::: LISTED ENTRIES :::
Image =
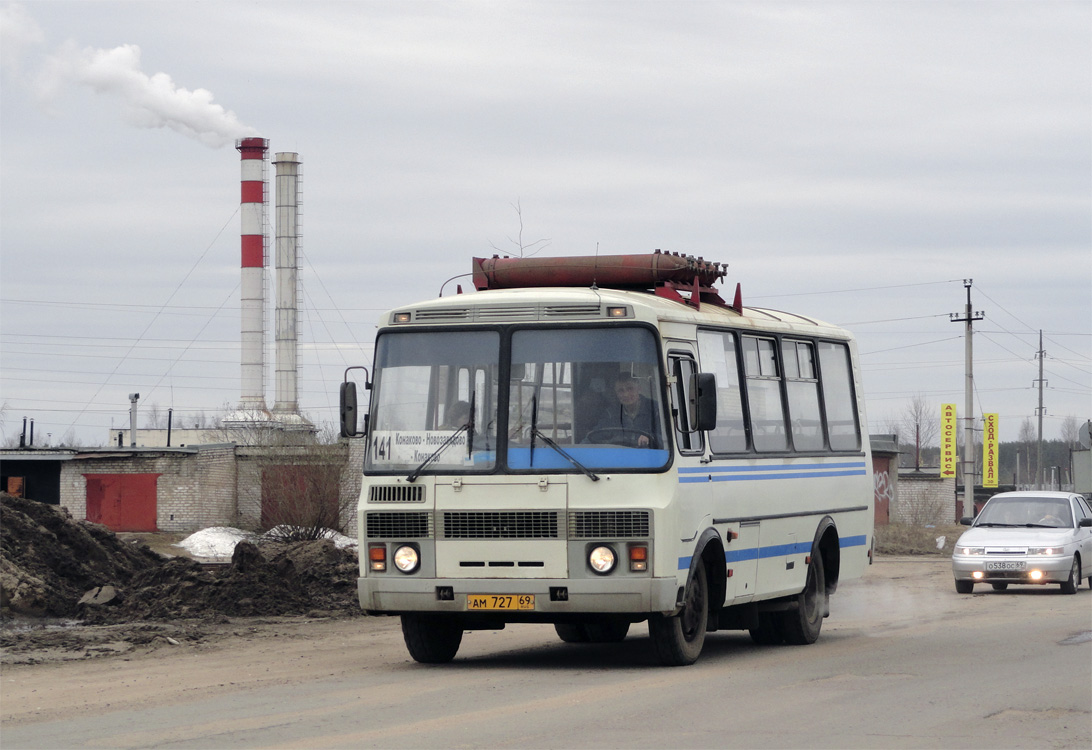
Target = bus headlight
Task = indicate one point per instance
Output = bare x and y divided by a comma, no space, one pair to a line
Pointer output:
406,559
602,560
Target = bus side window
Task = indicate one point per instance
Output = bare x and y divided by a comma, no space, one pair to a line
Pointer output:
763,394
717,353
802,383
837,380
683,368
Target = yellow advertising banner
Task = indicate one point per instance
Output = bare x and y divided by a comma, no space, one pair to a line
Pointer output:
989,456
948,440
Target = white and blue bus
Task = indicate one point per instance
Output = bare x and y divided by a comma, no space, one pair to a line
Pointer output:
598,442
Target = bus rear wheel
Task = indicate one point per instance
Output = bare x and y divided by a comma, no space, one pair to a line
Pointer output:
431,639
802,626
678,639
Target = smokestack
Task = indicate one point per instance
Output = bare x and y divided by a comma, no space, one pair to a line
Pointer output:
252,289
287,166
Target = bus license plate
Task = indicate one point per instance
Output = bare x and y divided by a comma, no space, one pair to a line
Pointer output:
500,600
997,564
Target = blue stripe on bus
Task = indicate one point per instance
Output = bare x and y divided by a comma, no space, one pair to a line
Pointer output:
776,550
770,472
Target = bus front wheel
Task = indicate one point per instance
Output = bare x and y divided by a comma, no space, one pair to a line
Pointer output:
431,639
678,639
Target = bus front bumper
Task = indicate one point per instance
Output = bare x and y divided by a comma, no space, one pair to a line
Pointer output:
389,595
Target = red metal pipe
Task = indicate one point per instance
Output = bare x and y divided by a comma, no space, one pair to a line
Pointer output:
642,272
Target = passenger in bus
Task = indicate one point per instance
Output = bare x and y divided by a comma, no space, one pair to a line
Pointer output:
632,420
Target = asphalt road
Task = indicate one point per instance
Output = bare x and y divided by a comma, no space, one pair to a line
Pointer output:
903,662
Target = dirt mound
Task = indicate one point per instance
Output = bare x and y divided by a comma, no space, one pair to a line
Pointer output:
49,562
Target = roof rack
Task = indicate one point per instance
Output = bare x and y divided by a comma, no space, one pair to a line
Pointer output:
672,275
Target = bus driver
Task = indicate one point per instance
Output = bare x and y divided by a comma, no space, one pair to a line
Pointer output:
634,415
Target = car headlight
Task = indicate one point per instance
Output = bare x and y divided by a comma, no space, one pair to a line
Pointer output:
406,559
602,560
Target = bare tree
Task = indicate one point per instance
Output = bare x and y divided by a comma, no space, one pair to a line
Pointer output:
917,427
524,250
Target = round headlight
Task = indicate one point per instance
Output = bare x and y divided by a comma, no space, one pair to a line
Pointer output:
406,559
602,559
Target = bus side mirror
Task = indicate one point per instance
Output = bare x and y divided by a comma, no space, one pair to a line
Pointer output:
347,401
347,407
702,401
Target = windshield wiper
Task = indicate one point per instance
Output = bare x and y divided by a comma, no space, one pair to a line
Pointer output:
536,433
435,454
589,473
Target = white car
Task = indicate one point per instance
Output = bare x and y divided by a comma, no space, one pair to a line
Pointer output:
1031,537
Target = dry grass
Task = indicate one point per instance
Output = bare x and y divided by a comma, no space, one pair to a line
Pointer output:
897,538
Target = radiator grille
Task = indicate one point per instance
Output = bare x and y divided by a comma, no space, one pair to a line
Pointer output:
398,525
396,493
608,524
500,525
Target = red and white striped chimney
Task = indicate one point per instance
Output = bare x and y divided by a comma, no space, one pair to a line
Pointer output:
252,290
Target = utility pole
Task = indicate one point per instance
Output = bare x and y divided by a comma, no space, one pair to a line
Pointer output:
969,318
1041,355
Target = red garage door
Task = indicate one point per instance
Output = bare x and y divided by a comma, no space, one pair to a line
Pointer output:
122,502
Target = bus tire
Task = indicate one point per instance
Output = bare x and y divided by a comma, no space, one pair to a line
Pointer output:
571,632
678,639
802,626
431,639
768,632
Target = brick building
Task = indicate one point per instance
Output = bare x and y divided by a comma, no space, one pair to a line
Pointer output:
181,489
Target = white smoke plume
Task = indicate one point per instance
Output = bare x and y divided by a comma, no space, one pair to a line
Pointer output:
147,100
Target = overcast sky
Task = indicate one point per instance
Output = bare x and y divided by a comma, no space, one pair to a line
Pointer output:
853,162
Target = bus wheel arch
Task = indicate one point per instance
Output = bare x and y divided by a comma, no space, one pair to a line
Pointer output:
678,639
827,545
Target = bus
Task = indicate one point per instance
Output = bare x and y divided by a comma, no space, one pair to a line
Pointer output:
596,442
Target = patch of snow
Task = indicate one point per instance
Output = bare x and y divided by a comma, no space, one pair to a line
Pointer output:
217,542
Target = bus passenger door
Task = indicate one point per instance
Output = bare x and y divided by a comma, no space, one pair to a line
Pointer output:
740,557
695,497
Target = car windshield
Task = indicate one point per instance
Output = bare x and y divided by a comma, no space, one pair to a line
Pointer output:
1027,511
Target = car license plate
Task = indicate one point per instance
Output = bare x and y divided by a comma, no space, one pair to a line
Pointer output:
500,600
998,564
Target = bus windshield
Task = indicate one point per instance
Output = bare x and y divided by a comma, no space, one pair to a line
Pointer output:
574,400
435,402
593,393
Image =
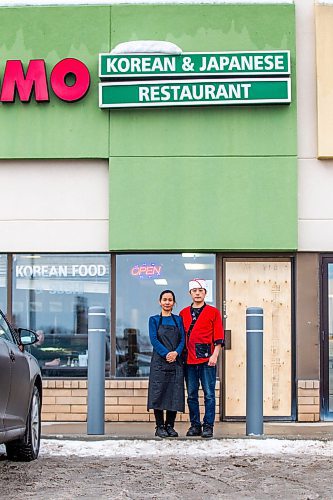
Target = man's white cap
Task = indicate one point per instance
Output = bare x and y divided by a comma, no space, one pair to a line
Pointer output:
:::
**TASK GOAL:** Which lines in the material contain the word "front"? Pull each of them out.

**OUTPUT FOR THIS EXERCISE:**
Target = bus front wheel
Target = bus front bumper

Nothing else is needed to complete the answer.